TEXTO DADO:
· · · · ·

La historia del señor Matsumoto o "Del ignoto origen e insólita travesía de la jacaranda"

Soy una persona que se solaza más con el clima frío que con el caluroso. Pero en estos momentos sufro al pensar en todos los indicios y predicciones meteorológicas que anuncian un calor endemoniado para esta primavera.
Alguien afirmó que la ciudad de México tenía cinco climas. Ajá. Seguro que fue los que contó en su aire acondicionado. Más razón tuvo don Poncho Reyes al atribuirle al valle de Anáhuac un otoño perenne, aunque no contó con que el clima, como los habitantes de la otrora región más transparente, es caótico, impredecible, de una forma entusiasta.

Pero a fin de cuentas, qué importa cuando gracias a este calor del demonio uno puede contemplar jacarandas tan floridas por todos lados. Y qué importa el calentamiento global, la emisión de gases y todo lo demás cuando los botones lilas nos envuelven de cabeza a pies.

Comparto con ustedes un artículo referente al regalo que nos obsequia esta ciudad y este calor. Como podrán ver, tiene un origen que vale la pena conocer de la misma forma como parece necesario rescatar el nombre y la memoria de quien lo trajo a estas tierras.

· · · · ·

DATOS PROPORCIONADOS:
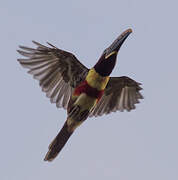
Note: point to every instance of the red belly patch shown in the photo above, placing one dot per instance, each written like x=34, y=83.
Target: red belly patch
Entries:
x=84, y=87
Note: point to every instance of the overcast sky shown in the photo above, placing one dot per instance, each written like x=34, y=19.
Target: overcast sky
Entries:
x=137, y=145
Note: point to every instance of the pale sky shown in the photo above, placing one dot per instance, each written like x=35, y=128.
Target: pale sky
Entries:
x=137, y=145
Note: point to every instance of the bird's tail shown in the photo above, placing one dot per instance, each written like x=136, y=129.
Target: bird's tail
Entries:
x=58, y=143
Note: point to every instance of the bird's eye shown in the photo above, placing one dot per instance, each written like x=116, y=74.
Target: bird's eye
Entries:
x=110, y=54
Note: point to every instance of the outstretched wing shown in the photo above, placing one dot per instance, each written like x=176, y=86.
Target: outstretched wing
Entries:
x=121, y=93
x=58, y=71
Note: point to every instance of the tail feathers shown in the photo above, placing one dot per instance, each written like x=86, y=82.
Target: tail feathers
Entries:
x=58, y=143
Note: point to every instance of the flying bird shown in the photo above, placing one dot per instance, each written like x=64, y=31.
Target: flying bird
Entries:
x=81, y=91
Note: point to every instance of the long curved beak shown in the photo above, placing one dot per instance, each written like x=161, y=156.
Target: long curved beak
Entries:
x=115, y=46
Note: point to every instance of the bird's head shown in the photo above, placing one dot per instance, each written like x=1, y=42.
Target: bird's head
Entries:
x=107, y=60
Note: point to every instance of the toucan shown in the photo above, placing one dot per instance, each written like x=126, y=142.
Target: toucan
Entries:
x=81, y=91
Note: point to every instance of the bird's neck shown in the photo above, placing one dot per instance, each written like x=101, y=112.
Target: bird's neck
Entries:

· · · · ·

Decide si cada afirmación concuerda con el texto sobre la jacaranda y responde sí o no, citando las palabras exactas del texto que lo deciden.
1. La persona que escribe disfruta más del clima caluroso que del frío.
2. Don Poncho Reyes le atribuyó al valle de Anáhuac un otoño perenne.
3. Las predicciones anuncian un calor endemoniado para este verano.
Por favor, básate únicamente en el texto.

SOLUCIÓN:
1. No: «Soy una persona que se solaza más con el clima frío que con el caluroso».
2. Sí: «Más razón tuvo don Poncho Reyes al atribuirle al valle de Anáhuac un otoño perenne».
3. No: «anuncian un calor endemoniado para esta primavera».